**Source material:**
[start]

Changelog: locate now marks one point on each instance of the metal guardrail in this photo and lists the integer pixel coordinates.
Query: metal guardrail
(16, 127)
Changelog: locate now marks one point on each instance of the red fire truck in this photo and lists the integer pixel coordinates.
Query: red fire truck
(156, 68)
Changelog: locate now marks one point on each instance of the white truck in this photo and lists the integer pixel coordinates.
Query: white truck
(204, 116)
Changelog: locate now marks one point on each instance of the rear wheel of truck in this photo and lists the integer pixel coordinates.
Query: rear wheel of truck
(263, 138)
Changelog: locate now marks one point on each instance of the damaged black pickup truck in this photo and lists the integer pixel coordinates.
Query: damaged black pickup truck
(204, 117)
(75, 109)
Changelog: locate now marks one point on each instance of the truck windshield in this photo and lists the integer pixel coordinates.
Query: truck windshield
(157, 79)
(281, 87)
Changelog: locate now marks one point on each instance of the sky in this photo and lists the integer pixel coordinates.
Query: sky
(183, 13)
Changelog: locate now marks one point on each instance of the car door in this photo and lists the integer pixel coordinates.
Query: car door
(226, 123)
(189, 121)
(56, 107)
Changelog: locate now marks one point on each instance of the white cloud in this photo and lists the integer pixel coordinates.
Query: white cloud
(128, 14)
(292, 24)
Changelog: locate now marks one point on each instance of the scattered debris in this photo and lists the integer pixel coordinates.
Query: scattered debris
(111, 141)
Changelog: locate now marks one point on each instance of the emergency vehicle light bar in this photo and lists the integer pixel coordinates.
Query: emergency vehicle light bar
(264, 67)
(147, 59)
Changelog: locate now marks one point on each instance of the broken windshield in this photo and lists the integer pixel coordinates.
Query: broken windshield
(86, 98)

[end]

**Your instructions:** Copy the entries from the line containing "the white cloud" through the end of the entries, changing "scattered debris" to "loose debris" and keeping everything else the same.

**The solution:**
Changelog: locate now marks one point on each instance of the white cloud in this photo and lists the integer pixel coordinates.
Query: white cloud
(128, 14)
(292, 24)
Changelog: locate now marks one point on each instance of the loose debris in this photo and lists the integer pixel coordinates.
Query: loose debris
(111, 141)
Changelog: locate now marks one point on each instance of the emergency vehicle light bar in this photo and lists the integer pixel coordinates.
Query: emergency vehicle light bar
(264, 67)
(147, 59)
Changelog: locate now marks one point on each instance of the broken windshield in this photo and lists the integer pixel coordinates.
Query: broken windshield
(86, 98)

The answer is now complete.